> **EXERCISE GOAL**: Please output the full listing, character for character.

> **RECORDS**:
+++

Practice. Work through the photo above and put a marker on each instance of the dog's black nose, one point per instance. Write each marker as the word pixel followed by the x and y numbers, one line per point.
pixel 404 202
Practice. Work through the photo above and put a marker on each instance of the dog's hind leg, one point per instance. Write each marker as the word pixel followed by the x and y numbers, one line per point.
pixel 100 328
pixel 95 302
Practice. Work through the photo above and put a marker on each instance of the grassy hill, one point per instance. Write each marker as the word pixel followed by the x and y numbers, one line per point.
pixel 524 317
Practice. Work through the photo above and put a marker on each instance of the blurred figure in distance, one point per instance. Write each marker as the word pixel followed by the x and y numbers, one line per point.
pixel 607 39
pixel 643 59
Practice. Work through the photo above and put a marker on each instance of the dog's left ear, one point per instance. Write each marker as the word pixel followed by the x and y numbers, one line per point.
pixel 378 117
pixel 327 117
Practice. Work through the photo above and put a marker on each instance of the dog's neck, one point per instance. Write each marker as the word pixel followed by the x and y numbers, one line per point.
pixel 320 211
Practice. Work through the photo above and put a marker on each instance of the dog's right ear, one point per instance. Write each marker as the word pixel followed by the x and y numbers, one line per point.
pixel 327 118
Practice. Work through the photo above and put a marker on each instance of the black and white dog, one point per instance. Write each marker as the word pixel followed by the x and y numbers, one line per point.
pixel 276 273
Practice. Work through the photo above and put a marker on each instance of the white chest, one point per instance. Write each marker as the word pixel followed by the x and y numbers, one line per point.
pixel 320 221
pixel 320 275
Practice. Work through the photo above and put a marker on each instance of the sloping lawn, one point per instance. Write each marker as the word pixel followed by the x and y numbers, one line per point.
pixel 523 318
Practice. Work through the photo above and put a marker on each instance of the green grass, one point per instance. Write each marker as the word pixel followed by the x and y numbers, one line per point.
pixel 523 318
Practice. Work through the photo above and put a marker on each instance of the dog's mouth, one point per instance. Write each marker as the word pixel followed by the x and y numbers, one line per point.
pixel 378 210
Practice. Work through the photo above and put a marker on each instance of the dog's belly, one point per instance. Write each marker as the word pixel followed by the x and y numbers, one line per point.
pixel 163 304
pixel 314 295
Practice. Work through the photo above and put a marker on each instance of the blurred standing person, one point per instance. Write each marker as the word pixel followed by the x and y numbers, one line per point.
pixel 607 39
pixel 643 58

+++

> **EXERCISE SOLUTION**:
Practice. Work through the photo above and put a marker on each instance of the dog's black nose, one point per instance. Write each marker as the word pixel followed by the x and y numbers, one line per point.
pixel 404 202
Practice. Work through the photo above and put a marker on each instance of the dog's hind leg, one point per instance. Write each marker as the word pixel followed by the x and y numbers, one line per point.
pixel 100 328
pixel 95 302
Practice. Work through the photo above and put a marker on each instance of the grassy hill, one point per instance. Write each marker as the word pixel followed by the x and y numbers, one line per point.
pixel 524 317
Practice. Work through the photo above and put a marker on each instance of the blurred figure in distance, one point per instance. Write each marker as the word pixel followed by the x and y numbers, one line per point.
pixel 607 39
pixel 643 59
Practice. Work through the photo above and put a marker on each instance of the dog's left ear, one point per instance. Write each marker as the word pixel followed by the x and y numbers, one line per point.
pixel 378 117
pixel 327 117
Practice. Work through the photo above and put a marker on each instance of the dog's neck, one point per instance. Write each marker as the word pixel followed by the x and y numbers, one line per point.
pixel 320 211
Practice. Work through the photo above and put a marker on each instance of the dog's right ear, one point per instance. Write each marker as the word pixel followed by the x and y numbers, one line per point.
pixel 327 118
Practice. Work through the photo above and put a marker on each instance of the black and white dog, one point per instance. Write each marker as the word pixel followed by the x and y numbers, one line per point.
pixel 276 273
Practice. Work through the photo above and put a marker on each instance of the white chest, one point per instance. Write each marker as the word pixel followed by the x and y numbers, one line per point.
pixel 320 221
pixel 320 275
Practice. Work through the photo above and put a marker on each instance of the sloping lawn, one point per instance. Write each marker as the word pixel followed by the x and y numbers, one line per point.
pixel 523 318
Practice. Work through the photo above and put a marker on each instance of the green grass, one point per instance. Write each marker as the word pixel followed by the x and y numbers, one line per point.
pixel 523 318
Practice. Work through the photo above and put a marker on each instance of the dog's mouth, one point per instance. Write each marker as the word pixel followed by the x and y numbers, one line per point.
pixel 378 210
Practice. Work through the photo above and put a marker on each instance of the dog's belly, one point per instance. Write each marker as the word pixel followed by the x and y numbers, one line per point.
pixel 163 304
pixel 314 295
Practice. Work through the photo above and put a marker on each instance of the blurred standing person, one point per instance. Write each marker as the word pixel followed by the x and y numbers, one line per point.
pixel 607 39
pixel 643 58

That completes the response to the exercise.